* **Vorliegende Datensätze**:
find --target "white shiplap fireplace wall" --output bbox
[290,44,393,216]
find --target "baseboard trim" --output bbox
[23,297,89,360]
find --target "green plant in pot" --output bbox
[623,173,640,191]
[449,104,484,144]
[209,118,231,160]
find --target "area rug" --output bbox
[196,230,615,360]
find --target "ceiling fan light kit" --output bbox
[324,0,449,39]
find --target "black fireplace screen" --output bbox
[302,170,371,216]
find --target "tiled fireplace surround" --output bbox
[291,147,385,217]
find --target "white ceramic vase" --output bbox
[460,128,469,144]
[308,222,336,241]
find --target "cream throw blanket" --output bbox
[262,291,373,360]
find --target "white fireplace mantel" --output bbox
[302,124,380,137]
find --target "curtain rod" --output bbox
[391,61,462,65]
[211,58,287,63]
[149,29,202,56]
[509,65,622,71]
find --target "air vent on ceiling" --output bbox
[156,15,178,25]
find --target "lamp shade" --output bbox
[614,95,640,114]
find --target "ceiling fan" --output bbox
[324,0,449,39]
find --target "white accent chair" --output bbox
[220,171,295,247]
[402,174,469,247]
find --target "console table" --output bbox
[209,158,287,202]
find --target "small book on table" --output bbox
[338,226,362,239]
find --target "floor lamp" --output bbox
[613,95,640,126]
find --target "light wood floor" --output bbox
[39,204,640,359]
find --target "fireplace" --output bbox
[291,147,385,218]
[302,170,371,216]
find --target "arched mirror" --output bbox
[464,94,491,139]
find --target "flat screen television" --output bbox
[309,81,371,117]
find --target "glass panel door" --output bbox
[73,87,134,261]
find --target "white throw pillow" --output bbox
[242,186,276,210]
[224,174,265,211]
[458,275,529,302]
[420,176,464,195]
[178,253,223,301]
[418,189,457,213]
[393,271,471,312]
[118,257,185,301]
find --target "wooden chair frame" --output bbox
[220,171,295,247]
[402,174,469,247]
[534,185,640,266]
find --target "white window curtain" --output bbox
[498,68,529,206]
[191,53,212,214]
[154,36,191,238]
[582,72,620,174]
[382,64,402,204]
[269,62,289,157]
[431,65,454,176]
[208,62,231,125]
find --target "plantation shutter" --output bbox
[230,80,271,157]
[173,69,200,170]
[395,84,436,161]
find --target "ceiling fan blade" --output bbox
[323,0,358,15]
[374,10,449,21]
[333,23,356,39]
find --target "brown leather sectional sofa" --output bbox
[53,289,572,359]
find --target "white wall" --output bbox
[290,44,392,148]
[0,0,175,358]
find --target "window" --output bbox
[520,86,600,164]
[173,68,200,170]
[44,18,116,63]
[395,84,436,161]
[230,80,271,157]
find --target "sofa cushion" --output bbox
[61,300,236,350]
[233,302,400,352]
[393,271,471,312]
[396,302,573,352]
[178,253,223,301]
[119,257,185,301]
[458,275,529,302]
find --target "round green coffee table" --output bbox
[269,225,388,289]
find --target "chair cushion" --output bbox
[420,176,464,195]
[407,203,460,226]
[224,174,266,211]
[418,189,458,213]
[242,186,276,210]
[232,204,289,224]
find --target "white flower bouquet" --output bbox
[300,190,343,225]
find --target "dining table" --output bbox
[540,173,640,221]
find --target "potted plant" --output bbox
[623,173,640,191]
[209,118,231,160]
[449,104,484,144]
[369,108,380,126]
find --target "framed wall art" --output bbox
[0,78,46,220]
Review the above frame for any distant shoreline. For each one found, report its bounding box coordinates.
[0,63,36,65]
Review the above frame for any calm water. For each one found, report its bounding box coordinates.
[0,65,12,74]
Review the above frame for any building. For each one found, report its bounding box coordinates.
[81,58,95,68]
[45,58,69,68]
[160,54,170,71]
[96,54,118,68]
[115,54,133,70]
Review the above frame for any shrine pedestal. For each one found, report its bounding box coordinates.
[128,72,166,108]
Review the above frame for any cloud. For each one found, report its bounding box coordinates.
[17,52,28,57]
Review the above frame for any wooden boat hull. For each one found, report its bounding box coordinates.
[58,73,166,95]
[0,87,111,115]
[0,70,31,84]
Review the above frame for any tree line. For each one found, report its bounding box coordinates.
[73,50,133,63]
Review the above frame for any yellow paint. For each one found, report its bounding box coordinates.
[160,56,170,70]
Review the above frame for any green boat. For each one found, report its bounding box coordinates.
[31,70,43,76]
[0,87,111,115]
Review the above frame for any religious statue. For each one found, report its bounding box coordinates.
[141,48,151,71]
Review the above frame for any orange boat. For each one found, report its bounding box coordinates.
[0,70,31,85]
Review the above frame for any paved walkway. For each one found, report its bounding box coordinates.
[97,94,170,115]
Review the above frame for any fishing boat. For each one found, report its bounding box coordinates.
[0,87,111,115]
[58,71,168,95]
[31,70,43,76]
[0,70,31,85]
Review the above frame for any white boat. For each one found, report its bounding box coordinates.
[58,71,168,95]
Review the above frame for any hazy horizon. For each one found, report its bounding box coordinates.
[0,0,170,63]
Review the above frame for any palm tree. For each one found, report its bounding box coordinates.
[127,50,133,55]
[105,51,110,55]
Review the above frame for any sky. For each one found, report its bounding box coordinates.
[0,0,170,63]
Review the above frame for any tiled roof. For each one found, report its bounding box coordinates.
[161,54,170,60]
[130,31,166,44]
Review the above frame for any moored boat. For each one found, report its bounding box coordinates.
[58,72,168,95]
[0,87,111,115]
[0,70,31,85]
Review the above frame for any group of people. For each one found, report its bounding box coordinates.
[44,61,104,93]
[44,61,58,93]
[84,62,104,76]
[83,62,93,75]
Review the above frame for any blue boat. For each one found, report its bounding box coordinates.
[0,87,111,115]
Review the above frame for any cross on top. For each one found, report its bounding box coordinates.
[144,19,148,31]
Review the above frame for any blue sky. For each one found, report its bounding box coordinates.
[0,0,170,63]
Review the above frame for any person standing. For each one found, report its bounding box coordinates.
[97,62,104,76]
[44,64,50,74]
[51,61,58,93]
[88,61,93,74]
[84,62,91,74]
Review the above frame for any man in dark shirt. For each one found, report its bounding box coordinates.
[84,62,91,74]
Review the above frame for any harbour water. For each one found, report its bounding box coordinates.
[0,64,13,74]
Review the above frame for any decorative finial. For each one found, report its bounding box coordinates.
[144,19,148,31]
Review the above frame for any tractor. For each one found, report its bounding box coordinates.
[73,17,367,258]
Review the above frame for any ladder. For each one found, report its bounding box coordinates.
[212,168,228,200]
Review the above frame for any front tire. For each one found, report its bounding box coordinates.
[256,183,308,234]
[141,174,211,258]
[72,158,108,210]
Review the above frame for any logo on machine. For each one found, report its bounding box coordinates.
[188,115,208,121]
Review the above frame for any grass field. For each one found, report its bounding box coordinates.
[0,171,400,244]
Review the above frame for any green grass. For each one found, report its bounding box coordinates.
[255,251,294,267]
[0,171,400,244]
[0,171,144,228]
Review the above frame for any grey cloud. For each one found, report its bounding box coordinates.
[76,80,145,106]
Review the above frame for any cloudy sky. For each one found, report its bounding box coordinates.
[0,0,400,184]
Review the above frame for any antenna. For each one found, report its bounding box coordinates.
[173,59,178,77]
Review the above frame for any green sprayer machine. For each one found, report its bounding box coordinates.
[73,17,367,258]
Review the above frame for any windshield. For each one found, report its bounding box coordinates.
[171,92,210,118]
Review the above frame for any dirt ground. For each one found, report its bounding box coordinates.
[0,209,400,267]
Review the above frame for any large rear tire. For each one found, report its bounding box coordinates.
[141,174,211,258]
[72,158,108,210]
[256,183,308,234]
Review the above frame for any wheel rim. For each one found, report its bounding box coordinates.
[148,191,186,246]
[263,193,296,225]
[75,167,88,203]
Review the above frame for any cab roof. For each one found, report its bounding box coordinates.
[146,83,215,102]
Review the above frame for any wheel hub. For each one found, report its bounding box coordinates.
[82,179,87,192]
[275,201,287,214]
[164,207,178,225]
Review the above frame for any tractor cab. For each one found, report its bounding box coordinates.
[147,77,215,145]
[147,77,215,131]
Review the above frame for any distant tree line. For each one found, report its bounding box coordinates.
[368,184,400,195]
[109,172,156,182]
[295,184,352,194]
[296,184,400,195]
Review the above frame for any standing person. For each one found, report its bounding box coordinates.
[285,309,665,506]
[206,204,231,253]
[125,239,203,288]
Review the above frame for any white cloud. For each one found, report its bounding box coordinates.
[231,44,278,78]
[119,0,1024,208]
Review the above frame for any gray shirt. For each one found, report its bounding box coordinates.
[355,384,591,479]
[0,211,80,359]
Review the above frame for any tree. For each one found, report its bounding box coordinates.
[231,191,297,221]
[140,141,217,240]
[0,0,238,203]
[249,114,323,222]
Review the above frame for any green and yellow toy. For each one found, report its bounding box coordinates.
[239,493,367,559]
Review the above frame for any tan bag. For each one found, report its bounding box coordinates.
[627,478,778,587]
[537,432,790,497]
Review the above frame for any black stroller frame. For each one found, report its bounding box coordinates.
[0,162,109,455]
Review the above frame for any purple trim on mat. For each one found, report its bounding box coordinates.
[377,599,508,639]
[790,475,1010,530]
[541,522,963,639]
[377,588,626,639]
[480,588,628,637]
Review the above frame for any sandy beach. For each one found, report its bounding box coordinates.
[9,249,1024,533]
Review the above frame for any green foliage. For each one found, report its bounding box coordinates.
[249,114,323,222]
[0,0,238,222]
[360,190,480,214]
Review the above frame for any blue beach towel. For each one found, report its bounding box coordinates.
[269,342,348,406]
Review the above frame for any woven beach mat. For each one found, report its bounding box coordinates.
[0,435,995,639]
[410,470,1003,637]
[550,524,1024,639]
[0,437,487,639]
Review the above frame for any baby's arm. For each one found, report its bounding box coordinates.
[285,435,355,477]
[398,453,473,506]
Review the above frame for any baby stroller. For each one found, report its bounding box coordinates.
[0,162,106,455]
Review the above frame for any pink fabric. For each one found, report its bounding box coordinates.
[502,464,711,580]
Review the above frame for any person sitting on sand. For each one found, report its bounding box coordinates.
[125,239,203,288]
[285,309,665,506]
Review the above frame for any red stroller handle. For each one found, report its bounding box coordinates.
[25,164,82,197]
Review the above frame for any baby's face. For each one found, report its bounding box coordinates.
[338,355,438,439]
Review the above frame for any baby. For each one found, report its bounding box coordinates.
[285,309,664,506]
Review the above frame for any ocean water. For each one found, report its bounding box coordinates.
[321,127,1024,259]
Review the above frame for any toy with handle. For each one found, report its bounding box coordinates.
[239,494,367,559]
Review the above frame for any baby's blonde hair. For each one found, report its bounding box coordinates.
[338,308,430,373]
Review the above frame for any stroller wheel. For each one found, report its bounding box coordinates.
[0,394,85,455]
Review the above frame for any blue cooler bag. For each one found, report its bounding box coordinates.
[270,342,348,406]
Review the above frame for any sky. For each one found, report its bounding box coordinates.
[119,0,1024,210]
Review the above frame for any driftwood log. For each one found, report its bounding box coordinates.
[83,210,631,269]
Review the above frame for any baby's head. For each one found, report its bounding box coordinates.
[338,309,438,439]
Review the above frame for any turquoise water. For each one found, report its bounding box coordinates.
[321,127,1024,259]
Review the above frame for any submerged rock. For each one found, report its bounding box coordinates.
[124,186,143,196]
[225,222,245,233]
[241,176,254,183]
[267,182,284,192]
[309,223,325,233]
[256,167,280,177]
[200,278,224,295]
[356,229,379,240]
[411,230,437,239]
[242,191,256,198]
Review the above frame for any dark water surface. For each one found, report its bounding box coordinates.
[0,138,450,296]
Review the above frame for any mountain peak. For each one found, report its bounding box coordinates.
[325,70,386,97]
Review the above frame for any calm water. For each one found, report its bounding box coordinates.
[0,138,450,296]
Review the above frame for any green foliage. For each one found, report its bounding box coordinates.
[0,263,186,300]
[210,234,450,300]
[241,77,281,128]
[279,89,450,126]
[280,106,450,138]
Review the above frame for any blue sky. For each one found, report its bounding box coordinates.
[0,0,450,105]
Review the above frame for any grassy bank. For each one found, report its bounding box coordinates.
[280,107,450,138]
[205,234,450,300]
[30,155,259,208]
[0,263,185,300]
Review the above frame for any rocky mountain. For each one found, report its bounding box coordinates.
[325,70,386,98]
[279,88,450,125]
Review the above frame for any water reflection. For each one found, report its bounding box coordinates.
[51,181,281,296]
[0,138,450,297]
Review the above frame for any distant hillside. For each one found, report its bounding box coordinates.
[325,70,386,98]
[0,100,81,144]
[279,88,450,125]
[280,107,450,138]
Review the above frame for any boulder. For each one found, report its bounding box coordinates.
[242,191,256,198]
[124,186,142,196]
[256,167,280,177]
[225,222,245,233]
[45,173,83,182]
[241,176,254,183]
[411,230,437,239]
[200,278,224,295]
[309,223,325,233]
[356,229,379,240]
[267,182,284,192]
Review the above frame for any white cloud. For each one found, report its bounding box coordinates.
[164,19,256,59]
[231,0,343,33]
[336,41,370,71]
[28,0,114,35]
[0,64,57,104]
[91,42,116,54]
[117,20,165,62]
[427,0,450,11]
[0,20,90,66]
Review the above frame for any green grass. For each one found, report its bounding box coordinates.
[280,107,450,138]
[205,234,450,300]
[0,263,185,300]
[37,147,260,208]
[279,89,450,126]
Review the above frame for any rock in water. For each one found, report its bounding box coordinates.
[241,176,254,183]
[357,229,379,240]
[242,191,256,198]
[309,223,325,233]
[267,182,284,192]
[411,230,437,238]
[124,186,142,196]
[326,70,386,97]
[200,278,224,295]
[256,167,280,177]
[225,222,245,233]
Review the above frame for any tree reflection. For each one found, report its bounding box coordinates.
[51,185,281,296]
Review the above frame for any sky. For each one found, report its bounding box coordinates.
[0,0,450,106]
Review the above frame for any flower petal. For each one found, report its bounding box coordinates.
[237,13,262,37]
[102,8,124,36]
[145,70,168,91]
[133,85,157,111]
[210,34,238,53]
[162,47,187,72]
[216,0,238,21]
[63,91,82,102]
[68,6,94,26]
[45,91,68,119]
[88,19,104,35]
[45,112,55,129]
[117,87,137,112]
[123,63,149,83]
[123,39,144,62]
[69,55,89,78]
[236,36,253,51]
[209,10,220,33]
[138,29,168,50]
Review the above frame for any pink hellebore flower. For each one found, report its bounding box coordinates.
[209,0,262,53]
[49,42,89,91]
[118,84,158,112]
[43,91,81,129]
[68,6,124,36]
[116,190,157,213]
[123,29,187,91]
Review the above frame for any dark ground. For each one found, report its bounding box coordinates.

* **Aufgabe**: Gib die Datensätze oben vom Anfang bis einschließlich der Zeile mit "[39,204,640,359]" wortgetreu wieder.

* **Lösung**:
find --target "white shiplap fireplace wall" --output bbox
[290,44,393,216]
find --target "baseboard trim" --output bbox
[23,297,89,360]
find --target "green plant in pot" --output bbox
[623,173,640,191]
[449,104,484,144]
[209,118,231,160]
find --target "area rug" --output bbox
[196,230,615,360]
find --target "ceiling fan light kit" --output bbox
[324,0,449,39]
find --target "black fireplace screen" --output bbox
[302,170,371,216]
find --target "tiled fireplace surround" --output bbox
[291,147,385,217]
find --target "white ceramic vase" --output bbox
[460,128,469,144]
[308,222,336,241]
find --target "cream throw blanket" --output bbox
[262,291,373,360]
find --target "white fireplace mantel" --output bbox
[302,124,380,137]
find --target "curtain rod" --output bbox
[391,61,462,65]
[211,58,287,63]
[149,29,202,56]
[509,65,622,71]
find --target "air vent on ceiling" --output bbox
[156,15,178,25]
find --target "lamp shade" --output bbox
[614,95,640,114]
find --target "ceiling fan" --output bbox
[324,0,449,39]
find --target "white accent chair" --output bbox
[220,171,295,247]
[402,174,469,247]
find --target "console table" --output bbox
[209,158,287,202]
find --target "small book on table" --output bbox
[338,226,362,239]
find --target "floor lamp" --output bbox
[613,95,640,126]
find --target "light wood floor" --output bbox
[39,204,640,359]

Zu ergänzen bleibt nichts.